__WHAT YOU SHOULD DO__
Your task is to write out the lines from the line containing "Target: child's foot" through the last line of the material, exactly.

__TASK MATERIAL__
______

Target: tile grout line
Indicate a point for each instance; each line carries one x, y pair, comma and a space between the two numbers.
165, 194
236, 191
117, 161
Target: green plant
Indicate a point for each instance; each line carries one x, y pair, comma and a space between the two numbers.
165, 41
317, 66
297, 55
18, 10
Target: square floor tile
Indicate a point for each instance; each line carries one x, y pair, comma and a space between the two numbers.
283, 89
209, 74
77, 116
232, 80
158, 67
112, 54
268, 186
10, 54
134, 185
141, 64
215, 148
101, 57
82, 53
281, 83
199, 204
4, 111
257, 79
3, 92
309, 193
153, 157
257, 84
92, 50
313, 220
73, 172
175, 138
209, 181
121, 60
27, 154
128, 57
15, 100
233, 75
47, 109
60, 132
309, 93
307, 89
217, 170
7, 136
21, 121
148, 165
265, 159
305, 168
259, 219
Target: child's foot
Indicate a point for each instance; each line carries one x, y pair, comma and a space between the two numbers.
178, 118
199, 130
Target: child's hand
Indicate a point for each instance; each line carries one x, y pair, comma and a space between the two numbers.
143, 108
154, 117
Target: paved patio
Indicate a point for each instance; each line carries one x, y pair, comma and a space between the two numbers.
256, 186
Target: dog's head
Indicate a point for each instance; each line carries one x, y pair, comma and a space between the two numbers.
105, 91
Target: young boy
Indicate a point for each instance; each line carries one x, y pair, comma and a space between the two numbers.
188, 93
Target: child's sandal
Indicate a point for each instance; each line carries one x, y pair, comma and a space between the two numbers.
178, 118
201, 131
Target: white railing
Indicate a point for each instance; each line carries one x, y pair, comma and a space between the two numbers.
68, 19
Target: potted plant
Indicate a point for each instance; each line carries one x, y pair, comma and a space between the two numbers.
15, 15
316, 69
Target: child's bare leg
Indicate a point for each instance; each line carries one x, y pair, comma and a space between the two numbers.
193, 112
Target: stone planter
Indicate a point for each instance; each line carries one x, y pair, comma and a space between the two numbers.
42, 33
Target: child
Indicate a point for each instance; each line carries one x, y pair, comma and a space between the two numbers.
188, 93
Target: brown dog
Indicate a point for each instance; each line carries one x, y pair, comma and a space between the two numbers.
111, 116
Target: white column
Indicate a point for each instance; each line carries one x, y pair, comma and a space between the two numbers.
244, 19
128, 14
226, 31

______

__CORRECT ANSWER__
Target: child's foot
Indicate a point for each instance; each line carries one x, y pair, comma and a space between the two numbers.
178, 118
199, 130
Target: child's hand
Indicate a point for each instance; each line carries one x, y pair, comma and a space between the two numbers.
143, 108
154, 117
Target: paved patio
Indicate a point for each instance; each line carries one x, y pair, comma and a space between the two numbers.
256, 186
Target: dog's head
Indicate a point for each instance; each line carries one x, y pair, comma and a space between the two numbers.
105, 91
Target: young boy
Indicate a point for each instance; each line carries one x, y pair, comma and a space between the two numbers.
188, 93
Target: child's sandal
Indicate a point for each instance; each line carries one x, y pair, comma and a space between the two numbers.
178, 118
201, 131
Target: white railing
Indicate a point for each instance; each line carries one x, y pair, comma and a space between the two numbers.
68, 19
Target: potted plant
Indicate a point for each instance; each line carries one x, y pair, comma and a space between the two numbers.
15, 15
316, 69
Target: child's bare leg
Indicate a point for each instance; each line carries one x, y pair, comma and a space between the two numbers.
193, 112
Target: stone planter
Indicate a point for each instance; each line carries one x, y pair, comma and a space between the two numbers.
42, 33
Target: child
Indicate a point for each instance; each line carries one x, y pair, comma and a space between the two numbers.
188, 93
Target: brown dog
Indicate a point for each instance; each line carries one x, y pair, comma and a space between the two numbers.
111, 116
Target: white column
Indicate a point for each instance; each line carries one x, y pair, comma and a space between the two numbers.
244, 19
128, 14
226, 31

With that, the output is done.